* Activity *
The lines from the one holding "Expected: one point per instance of the woman" to the end of the records below, exactly as written, are the only thing to return.

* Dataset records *

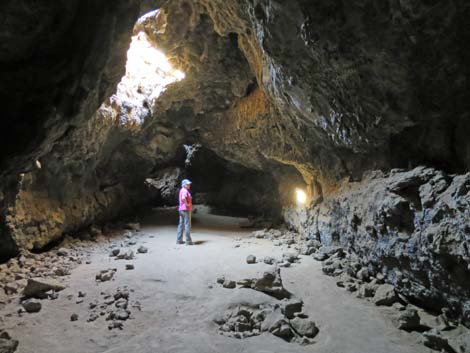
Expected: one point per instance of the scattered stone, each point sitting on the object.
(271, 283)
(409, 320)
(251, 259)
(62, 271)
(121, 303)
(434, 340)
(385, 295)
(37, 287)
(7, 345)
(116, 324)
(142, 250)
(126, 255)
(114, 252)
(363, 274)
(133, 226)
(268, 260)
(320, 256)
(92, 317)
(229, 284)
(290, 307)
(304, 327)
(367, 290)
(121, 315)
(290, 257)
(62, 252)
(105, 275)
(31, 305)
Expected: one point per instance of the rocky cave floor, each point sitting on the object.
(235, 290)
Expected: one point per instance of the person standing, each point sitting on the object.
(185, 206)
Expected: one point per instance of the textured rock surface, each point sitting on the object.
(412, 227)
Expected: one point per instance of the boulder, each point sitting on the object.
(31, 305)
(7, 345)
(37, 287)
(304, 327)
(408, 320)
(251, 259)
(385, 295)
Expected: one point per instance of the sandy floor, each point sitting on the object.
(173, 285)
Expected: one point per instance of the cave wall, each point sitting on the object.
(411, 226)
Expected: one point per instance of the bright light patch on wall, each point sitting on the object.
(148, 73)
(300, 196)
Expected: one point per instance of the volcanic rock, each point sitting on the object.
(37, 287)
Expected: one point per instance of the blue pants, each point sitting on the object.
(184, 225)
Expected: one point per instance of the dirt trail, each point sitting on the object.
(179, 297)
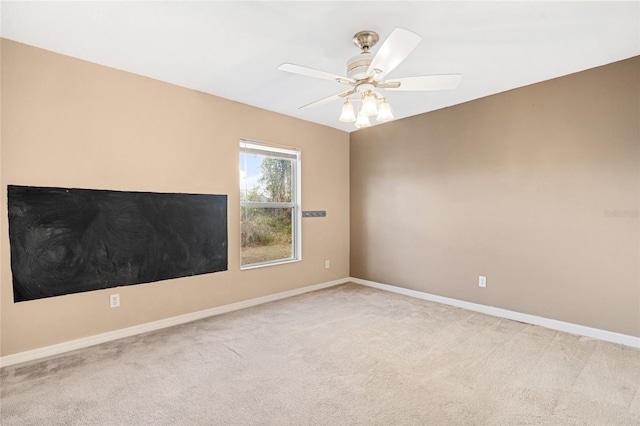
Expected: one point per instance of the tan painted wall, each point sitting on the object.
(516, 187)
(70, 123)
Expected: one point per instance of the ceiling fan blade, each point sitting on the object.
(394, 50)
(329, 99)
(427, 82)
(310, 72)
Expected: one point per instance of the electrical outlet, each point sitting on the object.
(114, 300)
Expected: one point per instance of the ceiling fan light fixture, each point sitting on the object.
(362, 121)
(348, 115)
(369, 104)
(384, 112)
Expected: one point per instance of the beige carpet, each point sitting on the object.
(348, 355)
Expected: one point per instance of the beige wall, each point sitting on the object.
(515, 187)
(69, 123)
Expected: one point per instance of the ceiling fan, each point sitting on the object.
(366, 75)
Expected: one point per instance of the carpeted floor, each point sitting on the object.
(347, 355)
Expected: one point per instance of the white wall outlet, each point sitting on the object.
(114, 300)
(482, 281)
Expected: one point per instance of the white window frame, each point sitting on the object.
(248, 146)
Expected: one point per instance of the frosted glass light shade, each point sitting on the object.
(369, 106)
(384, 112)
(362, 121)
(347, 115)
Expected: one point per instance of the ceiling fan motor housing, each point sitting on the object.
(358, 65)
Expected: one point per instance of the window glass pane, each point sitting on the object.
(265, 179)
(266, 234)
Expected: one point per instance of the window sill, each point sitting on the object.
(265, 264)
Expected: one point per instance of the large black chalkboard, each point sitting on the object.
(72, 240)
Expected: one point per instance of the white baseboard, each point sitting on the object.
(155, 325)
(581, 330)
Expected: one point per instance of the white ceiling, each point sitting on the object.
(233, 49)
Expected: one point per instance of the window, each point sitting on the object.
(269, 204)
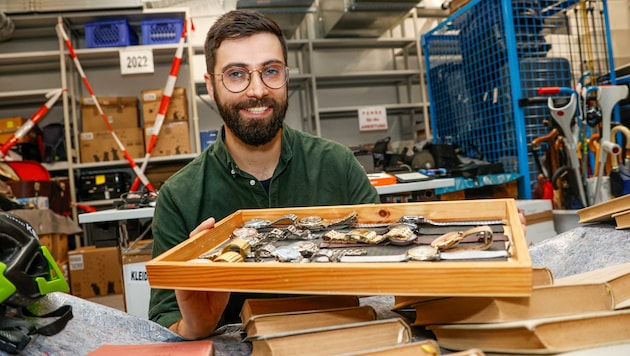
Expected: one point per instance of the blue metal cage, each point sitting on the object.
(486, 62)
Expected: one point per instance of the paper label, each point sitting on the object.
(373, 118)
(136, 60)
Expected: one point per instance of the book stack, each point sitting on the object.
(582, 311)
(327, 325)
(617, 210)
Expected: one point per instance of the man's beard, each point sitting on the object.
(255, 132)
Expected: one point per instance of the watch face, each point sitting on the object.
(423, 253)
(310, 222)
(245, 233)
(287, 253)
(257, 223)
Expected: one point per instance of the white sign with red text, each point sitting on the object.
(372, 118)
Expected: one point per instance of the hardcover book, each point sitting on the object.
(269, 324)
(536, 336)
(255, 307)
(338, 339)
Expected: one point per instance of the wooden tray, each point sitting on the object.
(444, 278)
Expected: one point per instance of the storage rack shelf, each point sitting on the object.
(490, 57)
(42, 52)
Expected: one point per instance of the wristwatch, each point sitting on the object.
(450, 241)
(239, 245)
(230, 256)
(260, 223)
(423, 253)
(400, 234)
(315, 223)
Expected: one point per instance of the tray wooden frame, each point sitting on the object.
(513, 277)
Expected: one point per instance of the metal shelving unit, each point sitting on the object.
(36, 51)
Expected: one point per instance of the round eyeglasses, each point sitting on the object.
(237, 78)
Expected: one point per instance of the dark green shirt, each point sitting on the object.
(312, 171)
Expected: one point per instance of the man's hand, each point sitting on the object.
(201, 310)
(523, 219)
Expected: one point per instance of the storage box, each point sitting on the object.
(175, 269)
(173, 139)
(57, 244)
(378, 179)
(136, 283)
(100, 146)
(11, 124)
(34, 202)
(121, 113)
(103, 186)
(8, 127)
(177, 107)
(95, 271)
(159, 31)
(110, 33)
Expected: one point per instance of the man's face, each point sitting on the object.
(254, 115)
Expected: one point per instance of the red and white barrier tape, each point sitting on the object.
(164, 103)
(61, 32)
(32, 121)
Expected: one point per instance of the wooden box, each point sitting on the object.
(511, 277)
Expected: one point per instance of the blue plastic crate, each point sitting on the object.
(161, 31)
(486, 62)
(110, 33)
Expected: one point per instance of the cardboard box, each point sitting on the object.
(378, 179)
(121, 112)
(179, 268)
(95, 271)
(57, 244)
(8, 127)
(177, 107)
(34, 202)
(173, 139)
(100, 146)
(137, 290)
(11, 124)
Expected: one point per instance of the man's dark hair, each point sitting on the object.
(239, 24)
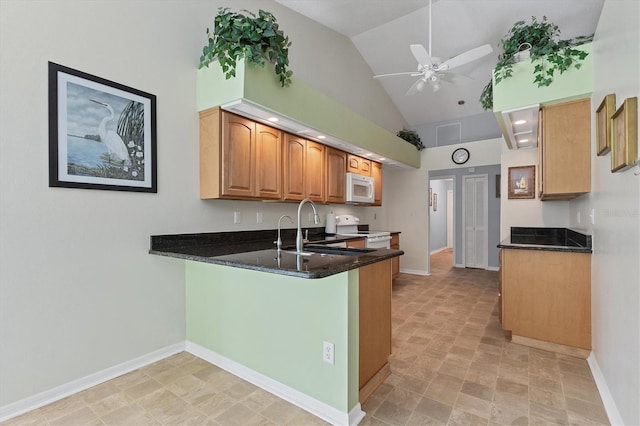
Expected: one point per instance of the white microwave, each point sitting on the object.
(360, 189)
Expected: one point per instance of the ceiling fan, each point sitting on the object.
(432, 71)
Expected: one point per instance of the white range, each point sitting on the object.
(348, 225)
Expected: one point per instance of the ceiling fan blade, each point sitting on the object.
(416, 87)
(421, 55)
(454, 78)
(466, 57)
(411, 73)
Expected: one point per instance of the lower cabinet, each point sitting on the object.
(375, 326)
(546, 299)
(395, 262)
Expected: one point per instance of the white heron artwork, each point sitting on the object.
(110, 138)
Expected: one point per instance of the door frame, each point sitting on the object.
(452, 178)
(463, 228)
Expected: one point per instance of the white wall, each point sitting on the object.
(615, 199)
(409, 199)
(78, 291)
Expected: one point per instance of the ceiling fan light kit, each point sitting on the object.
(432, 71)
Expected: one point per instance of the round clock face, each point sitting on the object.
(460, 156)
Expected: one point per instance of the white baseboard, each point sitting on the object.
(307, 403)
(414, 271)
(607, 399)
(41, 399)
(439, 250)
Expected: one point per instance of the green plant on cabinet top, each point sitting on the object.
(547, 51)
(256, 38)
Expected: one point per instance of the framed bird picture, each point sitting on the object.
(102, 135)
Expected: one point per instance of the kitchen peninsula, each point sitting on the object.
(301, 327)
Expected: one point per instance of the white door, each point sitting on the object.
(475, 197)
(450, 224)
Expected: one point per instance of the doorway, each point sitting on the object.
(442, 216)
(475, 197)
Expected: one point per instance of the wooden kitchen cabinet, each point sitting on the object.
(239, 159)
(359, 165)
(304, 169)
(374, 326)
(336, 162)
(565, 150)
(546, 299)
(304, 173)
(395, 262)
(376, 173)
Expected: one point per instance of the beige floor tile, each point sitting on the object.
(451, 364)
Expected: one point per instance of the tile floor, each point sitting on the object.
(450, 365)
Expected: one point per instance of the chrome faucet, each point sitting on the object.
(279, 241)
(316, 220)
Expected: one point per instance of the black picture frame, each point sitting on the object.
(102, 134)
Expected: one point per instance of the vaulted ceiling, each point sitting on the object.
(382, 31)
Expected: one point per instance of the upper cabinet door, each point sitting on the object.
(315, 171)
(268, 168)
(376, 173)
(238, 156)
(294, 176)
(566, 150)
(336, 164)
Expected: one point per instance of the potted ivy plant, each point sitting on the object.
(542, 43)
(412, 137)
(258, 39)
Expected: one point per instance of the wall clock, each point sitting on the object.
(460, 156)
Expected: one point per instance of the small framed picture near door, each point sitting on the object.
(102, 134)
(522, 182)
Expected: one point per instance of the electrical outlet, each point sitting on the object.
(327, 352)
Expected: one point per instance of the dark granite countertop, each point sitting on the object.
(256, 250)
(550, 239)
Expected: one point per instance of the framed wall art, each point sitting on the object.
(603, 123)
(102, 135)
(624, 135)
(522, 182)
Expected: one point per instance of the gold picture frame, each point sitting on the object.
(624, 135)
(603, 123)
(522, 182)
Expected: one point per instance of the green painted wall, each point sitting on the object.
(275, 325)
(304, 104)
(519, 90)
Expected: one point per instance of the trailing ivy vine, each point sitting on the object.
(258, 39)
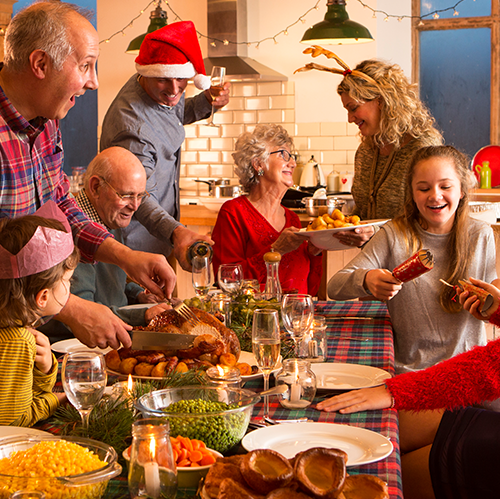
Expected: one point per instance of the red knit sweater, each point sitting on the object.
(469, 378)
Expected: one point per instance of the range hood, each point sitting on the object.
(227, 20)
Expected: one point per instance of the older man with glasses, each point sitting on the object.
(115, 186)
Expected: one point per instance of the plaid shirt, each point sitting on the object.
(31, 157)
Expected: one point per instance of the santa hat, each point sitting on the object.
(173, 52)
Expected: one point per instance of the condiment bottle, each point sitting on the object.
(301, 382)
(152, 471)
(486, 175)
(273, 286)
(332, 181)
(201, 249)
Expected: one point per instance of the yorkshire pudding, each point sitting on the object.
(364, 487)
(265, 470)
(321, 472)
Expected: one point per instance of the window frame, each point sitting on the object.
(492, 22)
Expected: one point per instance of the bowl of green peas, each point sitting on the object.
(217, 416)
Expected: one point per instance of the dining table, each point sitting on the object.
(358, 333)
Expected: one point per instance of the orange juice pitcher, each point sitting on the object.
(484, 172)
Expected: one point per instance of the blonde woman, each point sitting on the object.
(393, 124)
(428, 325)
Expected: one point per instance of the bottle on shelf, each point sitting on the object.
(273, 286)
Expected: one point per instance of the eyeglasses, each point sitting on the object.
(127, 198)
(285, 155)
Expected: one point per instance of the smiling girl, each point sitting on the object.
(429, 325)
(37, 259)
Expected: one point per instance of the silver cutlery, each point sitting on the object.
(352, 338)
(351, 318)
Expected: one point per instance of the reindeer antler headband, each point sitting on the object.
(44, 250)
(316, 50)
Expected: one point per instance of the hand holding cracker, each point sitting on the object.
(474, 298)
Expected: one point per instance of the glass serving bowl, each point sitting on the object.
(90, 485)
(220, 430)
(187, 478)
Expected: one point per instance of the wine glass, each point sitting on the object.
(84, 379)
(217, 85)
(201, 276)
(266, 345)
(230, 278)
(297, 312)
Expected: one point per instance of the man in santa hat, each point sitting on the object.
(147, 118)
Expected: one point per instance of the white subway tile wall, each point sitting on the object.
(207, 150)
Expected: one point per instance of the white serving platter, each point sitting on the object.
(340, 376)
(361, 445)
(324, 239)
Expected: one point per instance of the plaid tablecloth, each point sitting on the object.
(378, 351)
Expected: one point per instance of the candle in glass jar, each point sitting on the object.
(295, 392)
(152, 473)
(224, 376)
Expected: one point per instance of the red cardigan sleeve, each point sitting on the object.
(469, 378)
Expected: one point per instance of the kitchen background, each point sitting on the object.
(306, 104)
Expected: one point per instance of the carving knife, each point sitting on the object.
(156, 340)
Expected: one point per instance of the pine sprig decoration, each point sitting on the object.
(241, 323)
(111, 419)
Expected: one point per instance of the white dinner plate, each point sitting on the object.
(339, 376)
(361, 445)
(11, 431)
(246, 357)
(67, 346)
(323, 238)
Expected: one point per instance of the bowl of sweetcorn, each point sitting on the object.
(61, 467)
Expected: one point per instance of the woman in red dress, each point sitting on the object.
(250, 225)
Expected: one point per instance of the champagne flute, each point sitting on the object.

* Answer to the exercise *
Expected: one point per instance of the woman in red dress, each point sitting on the object.
(250, 225)
Expected: one point per instance of the champagne flute, each point sitting on the object.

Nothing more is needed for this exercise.